* _Work task A_: Reproduce the Juhu Aerodrome passage word for word from "- Source: AAI" to "during the war.".
* _Work task B_: Extend the Juhu Aerodrome passage, picking up right after its final sentence.

* _Text excerpt_:
-- -- --

Statistics (April 2025 – March 2026)
- Passengers: 98,559 (▼25.1%)
- Aircraft movements: 20,821 (▼12.8%)
- Cargo tonnage: 236.2 (▼6.7%)
- Source: AAI

= Juhu Aerodrome =

Juhu Aerodrome is located in Juhu, an upmarket residential suburb of Mumbai, Maharashtra, India. It is served primarily by general aviation aircraft and helicopters. It was founded in 1928 as one of India's first civil aviation airport, 4 years after the Netaji Subhash Chandra Bose International Airport (CCU) was opened

In 1932, JRD Tata landed at the Juhu Aerodrome, inaugurating India's first scheduled commercial mail service. Juhu served as the city's primary airport during and up to World War II. In 1948, commercial operations were moved to the much larger RAF Santa Cruz (now Chhatrapati Shivaji Maharaj International Airport; CSMIA) which was built 2 km east of Juhu aerodrome during the war.

Today, the aerodrome handles all helicopter operations out of Mumbai. It also hosts the Bombay Flying Club and several executive and light aircraft and gliders. In 2010, the Airports Authority of India (AAI), which runs the airport, proposed to extend the runway 08/26 into the sea to allow larger aircraft to land, however permission for this was denied by the Ministry of Environment and Forests. With the New Coastal Regulation Zone (CRZ) rules of 2011 permitting roads on stilts, the Airports Authority of India announced in January 2012 that it would once again pursue its plan of extending the runway at Juhu Aerodrome into the sea.

-- -- --

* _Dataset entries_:
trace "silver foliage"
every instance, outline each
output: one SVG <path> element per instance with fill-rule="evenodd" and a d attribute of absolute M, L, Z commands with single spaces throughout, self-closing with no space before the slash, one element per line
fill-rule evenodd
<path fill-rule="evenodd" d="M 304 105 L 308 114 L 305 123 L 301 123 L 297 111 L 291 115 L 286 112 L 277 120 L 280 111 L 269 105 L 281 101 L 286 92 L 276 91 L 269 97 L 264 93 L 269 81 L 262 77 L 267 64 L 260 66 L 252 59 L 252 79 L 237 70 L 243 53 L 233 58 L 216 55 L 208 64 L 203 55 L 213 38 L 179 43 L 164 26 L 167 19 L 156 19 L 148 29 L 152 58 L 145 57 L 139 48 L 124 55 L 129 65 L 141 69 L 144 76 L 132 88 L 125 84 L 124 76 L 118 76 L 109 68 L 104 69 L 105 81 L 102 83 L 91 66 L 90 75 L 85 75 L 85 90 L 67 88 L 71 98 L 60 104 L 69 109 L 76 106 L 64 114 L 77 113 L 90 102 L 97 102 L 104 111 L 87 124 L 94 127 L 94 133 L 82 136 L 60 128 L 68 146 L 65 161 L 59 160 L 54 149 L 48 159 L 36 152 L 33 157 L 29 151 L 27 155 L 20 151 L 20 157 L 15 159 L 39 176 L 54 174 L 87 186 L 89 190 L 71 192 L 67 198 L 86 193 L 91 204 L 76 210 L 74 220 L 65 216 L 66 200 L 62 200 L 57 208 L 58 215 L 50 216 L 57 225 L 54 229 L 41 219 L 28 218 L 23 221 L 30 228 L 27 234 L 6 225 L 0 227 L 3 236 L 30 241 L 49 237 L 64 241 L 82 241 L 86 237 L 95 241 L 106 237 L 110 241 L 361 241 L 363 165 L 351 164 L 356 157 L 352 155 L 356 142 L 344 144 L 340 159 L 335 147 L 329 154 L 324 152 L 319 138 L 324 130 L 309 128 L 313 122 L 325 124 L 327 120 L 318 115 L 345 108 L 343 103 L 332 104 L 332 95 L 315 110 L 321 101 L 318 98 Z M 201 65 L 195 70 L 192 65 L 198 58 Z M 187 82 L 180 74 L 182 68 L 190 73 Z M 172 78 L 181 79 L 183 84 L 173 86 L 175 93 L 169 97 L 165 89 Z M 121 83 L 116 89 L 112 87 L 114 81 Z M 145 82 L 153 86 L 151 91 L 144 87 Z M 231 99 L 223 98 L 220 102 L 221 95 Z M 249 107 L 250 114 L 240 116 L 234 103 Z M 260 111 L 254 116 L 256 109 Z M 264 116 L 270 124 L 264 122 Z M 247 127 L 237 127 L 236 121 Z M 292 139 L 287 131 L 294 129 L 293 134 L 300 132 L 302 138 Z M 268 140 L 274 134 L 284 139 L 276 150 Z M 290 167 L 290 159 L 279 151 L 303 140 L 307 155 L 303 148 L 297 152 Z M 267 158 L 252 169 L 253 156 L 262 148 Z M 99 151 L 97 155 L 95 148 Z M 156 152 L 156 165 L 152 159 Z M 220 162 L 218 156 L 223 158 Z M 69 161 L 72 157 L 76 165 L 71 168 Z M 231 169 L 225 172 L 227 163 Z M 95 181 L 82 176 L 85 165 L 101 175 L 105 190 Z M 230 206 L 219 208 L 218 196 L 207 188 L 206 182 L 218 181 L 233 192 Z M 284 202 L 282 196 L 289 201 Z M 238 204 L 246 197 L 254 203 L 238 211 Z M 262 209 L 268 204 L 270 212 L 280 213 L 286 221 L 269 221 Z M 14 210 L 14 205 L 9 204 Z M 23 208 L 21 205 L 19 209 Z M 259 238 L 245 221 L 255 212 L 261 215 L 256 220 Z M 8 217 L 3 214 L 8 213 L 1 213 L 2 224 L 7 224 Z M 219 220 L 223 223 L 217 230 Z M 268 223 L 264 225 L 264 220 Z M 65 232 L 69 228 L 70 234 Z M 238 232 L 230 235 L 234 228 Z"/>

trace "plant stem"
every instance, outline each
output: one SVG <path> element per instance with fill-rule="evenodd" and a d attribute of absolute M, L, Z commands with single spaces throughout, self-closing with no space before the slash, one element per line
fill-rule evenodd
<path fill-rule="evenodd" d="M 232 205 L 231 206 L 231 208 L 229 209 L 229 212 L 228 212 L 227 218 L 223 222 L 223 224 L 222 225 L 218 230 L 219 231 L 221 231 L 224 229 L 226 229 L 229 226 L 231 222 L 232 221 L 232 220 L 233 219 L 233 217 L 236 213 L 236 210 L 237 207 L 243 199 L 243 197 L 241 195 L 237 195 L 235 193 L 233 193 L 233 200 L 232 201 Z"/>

-- -- --

* _Written answer A_:
- Source: AAI

= Juhu Aerodrome =

Juhu Aerodrome is located in Juhu, an upmarket residential suburb of Mumbai, Maharashtra, India. It is served primarily by general aviation aircraft and helicopters. It was founded in 1928 as one of India's first civil aviation airport, 4 years after the Netaji Subhash Chandra Bose International Airport (CCU) was opened

In 1932, JRD Tata landed at the Juhu Aerodrome, inaugurating India's first scheduled commercial mail service. Juhu served as the city's primary airport during and up to World War II. In 1948, commercial operations were moved to the much larger RAF Santa Cruz (now Chhatrapati Shivaji Maharaj International Airport; CSMIA) which was built 2 km east of Juhu aerodrome during the war.

* _Written answer B_:
==History==
The aerodrome started off as an unpaved airfield in 1928, when it took over the role of Bombay's primary airfield from the Kalyan Airstrip which was built in the early 1920s. It was used by the then newly established Bombay Flying Club for teaching, joy-rides, and air travel. The activities of the club were limited by the fact that the aerodrome at Juhu was not suitable during the monsoon. Much progress had been made in the layout of the ground of the aerodrome by 1932, although the ground was still not fit for use during that year's monsoon. J. R. D. Tata, the father of civil aviation in India, made his maiden voyage to Juhu Airport from Drigh Road Airstrip in Karachi, via Ahmedabad, on 15 October 1932 carrying mail in a Puss Moth aircraft.
The Tata Airmail Service, as it was called, continued on to Pune, Bellary, and Madras. This was the birth of Air India, which, in 1932, was based here out of a hut with a palm-thatched roof and had 1 pilot and 2 apprentice mechanics with 2-piston-engined aircraft, a Puss Moth and a Leopard Moth. Two bitumen runways - one aligned East - West, and the others North-Northwest - South-Southeast, were laid in 1936. During the monsoons, operations had to be shifted to Poona due to water logging. A third runway was planned for construction in 1939 but this never occurred. It served as the city's airport up to and during World War II.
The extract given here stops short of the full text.